#### What to work on
1/ In the article on Israel's classic cars, retype the passage between "The British called" and "voyage to America.", inclusive.
2/ Using the article on Israel's classic cars, decide whether each statement agrees with it. For each, answer yes or no and quote the words that settle it.
(a) Efraim Halperin started the first bus service with four British army surplus vehicles.
(b) Dr. Walter Steinberg paid Palestine £500 for the Rolls Royce.
(c) The Steinberg family took the Rolls Royce with them to America.
3/ Proceed with the article on Israel's classic cars, writing on from its last sentence.

#### Excerpted text
____
• Gil Zohar

Israel’s classic cars keep on rolling


Infamous for the condition of its roads, the Holy Land was hardly a promising destination for motorists at the beginning of the age of motor vehicles. It took a while for cars to begin to appear on the horizon, and even then there wasn't necessarily enough asphalt to keep them going.

The earliest days of Hebrew motoring seem to have been the early 1920s, when Efraim Halperin, the owner of a coach (diligence) service from Jaffa to Jerusalem and Petach Tikva, purchased four British army surplus vehicles (which had seen action in 1917), with which he established the first bus service. Private cars took a little longer to arrive.

Born in Jerusalem in 1926, Avner Cohen – the nuclear scientist who went on to head Ben-Gurion’s supposed “pants factory” in Dimona – could recall a number of telling vignettes aboutcars in Mandate Palestine.

“His first memories are bloody: during the Arab uprising of 1929, his father rescued wounded residents of Jerusalem’s Old City, and when he returned home, the car seats were covered with blood, as were his suit and hands. In the 1930s his family moved to Rishon leZion where his father became a prosperous orange grower. Life in the agricultural colony was comfortable and happy. The orange grower’s spoiled son had little time for school. He preferred playing sports and developed an impressive physique that complemented his technological curiosity and extraordinary daring. At the age of eleven, he was already driving his family’s old Austin-Morris on the sands surrounding Rishon leZion, and at the age of sixteen he won girls’ hearts in his father’s fancy new Buick.”

Ari Shavit, My Promised Land: the Triumph and Tragedy of Israel. p.181

Driving a Bargain

Another juicy taleis told by Eva Steinberg (today Feld), whose Yekke family left Germany and sailed on the Yugoslav-flagged S/S Princessa Olgafrom Trieste to Haifa in 1935. The family settled at Beit Wolloch on Mount Carmel. In July 1942, when Gen. Erwin Rommel’s seemingly-unstoppable Afrika Korps were approaching Alexandria, and mass evacuation seemed imminent, her father, Dr. Walter Steinberg, snapped up a Rolls Royce from a panicked British officer for a mere Palestine £150 (then worth U.S.$500).

The British called the wide-spread fear of Rommel's approach “The Flap;” routed soldiers fled in disorder as far as Cairo and many Mandate officials in Palestine fled. For the next five years, the Steinbergs toured across the Levant in their luxurious pre-owned car. Feld remembers family outings to Jerusalem, Damascus and Beirut. She especially enjoyed watching Imperial Airways’ seaplanes land in the middle of the Sea of Galilee (see “Splashdown,” Segula 7).

In 1947 Herr Dr. Steinberg, who had presciently intuited that his beloved Germany was no longer safe for Jews, similarly understood that Palestine was about to descend into war and chaos. Selling his treasured Rolls Royce, he used the money to pay for his family’s voyage to America.
____
#### Records provided

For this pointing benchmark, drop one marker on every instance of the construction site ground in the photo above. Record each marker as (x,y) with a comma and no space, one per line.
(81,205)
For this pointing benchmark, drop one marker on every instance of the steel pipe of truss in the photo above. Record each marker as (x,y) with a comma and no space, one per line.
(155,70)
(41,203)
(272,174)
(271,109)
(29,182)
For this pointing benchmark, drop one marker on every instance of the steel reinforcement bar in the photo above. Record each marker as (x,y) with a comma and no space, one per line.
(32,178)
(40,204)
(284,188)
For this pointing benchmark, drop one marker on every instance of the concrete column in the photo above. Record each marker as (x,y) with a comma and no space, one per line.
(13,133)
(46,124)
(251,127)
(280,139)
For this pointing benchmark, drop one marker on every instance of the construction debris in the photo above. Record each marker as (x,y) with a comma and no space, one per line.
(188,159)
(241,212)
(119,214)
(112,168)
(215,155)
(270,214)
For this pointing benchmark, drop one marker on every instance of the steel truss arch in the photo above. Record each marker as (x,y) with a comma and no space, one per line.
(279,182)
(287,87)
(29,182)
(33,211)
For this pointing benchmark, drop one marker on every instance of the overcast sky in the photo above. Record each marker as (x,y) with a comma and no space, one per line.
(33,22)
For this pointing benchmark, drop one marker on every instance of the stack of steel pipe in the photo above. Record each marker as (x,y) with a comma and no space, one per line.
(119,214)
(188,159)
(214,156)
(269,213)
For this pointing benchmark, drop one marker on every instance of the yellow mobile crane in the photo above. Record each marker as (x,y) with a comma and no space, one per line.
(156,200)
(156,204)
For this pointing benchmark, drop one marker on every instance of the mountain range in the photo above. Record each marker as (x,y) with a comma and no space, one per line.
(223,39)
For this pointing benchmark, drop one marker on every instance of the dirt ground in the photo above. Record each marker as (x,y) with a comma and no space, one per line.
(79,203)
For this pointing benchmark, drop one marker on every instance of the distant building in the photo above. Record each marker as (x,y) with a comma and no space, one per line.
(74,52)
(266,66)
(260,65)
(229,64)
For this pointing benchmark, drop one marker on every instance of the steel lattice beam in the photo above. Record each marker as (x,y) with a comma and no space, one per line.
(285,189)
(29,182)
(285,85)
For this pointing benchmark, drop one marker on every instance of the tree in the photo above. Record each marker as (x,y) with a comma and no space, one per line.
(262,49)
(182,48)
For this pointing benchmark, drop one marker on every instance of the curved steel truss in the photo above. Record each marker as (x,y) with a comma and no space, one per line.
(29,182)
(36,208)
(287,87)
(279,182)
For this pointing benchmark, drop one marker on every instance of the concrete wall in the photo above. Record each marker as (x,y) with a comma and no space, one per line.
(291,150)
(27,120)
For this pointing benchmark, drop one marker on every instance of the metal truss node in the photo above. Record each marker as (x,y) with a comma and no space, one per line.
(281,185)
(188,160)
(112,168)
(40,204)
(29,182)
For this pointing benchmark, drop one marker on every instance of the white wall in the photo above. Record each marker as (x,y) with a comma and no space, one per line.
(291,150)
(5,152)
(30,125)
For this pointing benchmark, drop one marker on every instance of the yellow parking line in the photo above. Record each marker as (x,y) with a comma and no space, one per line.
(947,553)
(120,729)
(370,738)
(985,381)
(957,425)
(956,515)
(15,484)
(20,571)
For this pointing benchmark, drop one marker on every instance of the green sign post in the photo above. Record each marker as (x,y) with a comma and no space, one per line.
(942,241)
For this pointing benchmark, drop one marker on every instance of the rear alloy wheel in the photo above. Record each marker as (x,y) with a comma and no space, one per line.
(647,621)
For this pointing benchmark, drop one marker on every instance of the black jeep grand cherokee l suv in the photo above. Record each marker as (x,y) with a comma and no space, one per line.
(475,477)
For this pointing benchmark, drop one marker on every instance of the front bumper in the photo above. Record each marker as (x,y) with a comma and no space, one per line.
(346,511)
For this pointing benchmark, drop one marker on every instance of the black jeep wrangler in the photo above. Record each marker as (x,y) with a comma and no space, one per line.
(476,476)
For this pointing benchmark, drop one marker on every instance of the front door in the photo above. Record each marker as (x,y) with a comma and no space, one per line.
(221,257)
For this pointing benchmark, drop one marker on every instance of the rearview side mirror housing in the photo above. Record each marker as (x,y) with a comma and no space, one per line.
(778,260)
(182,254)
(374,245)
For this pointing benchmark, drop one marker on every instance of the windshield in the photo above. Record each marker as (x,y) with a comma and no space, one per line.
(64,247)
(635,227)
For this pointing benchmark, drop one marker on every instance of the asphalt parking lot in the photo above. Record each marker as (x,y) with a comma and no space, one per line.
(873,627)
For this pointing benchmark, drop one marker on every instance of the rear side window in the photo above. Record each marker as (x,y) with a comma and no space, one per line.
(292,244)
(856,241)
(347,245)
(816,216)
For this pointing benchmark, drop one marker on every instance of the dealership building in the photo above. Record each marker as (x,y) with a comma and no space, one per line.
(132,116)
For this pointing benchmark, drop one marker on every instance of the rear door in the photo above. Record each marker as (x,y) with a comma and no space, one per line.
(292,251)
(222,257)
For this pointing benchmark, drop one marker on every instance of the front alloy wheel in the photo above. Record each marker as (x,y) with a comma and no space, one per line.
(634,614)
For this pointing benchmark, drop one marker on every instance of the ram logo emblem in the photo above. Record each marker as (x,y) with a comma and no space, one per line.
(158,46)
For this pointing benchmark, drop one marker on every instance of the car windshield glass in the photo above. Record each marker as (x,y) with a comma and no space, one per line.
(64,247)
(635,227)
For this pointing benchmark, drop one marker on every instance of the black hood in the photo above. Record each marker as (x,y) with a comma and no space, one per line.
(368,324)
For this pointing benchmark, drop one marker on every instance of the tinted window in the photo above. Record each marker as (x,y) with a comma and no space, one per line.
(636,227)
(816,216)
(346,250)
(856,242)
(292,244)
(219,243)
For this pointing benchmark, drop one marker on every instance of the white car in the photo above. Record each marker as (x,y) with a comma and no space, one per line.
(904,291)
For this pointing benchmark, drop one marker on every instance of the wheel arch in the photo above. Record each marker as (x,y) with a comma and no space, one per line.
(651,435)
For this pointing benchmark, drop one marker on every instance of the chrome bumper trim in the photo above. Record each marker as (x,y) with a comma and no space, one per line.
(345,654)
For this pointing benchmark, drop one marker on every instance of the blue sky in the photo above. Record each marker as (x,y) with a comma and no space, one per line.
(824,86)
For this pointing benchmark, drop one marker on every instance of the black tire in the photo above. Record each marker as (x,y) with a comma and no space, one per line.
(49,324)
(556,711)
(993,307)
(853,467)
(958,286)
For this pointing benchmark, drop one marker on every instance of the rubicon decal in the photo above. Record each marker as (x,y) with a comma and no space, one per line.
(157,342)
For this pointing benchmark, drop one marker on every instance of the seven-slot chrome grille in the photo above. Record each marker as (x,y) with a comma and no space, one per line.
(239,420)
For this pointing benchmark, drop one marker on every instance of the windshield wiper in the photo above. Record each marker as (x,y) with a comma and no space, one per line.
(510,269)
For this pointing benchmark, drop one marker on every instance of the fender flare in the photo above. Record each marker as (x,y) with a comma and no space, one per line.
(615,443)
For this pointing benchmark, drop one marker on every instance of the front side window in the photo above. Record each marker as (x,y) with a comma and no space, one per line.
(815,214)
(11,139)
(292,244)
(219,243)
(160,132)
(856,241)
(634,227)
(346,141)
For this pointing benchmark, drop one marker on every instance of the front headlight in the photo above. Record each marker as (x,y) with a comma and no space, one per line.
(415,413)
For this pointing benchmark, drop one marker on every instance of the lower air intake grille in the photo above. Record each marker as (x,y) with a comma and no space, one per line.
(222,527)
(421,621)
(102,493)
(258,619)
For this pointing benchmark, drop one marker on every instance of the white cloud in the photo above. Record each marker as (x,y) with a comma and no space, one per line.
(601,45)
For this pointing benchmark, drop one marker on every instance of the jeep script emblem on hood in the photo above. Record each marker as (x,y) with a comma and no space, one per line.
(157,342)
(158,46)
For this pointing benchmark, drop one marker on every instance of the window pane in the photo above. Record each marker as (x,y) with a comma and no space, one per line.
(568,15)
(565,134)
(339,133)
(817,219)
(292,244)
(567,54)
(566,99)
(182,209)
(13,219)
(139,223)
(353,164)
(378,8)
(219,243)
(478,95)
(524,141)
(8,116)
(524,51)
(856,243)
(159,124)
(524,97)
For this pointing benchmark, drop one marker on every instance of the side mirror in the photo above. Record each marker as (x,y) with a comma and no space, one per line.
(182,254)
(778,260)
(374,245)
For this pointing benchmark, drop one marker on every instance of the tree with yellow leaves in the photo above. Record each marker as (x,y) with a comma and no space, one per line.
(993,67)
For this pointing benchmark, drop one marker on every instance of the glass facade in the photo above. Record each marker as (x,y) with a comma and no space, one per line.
____
#### Exercise results
1/
The British called the wide-spread fear of Rommel's approach “The Flap;” routed soldiers fled in disorder as far as Cairo and many Mandate officials in Palestine fled. For the next five years, the Steinbergs toured across the Levant in their luxurious pre-owned car. Feld remembers family outings to Jerusalem, Damascus and Beirut. She especially enjoyed watching Imperial Airways’ seaplanes land in the middle of the Sea of Galilee (see “Splashdown,” Segula 7).

In 1947 Herr Dr. Steinberg, who had presciently intuited that his beloved Germany was no longer safe for Jews, similarly understood that Palestine was about to descend into war and chaos. Selling his treasured Rolls Royce, he used the money to pay for his family’s voyage to America.

2/
(a) Yes: "purchased four British army surplus vehicles (which had seen action in 1917), with which he established the first bus service"
(b) No: "for a mere Palestine £150 (then worth U.S.$500)"
(c) No: "Selling his treasured Rolls Royce, he used the money to pay for his family’s voyage to America."

3/
Visiting Jerusalem in 2009 for the first time in 62 years, Dr. Steinberg’s daughter Eva noted the chasses of burned out armored lorries in the Bab al-Wad gorge leading up to the city. Those wrecks are preserved as a monument to the convoy crews who fell attempting to breakthrough to besieged Jerusalem during the 1948 War of Independence.

On Eva Feld's last trip to Jerusalem – in November 1947 – she had sat guarding a crate of hand grenades with her life as her convoy of ten trucks followed by an ambulance snaked its way up Bab al-Wad. Beside her sat slightly older teenage girls with their hands stuffed inside their coats with the pockets cut out – their fingers on the trigger of their Sten guns.

“The British checked the boys on board but by law were not allowed to touch the girls,” recalls Feld, today 85. “When the convoy left Latrun, we were told to pray for rain – as the Arabs did not attack during storms.”Their prayers were answered and rain fell. “We were the first convoy in 11 days to get through, and people came singing and dancing to greet us,” she adds, remembering the convoy as if the looming War of Independence was yesterday.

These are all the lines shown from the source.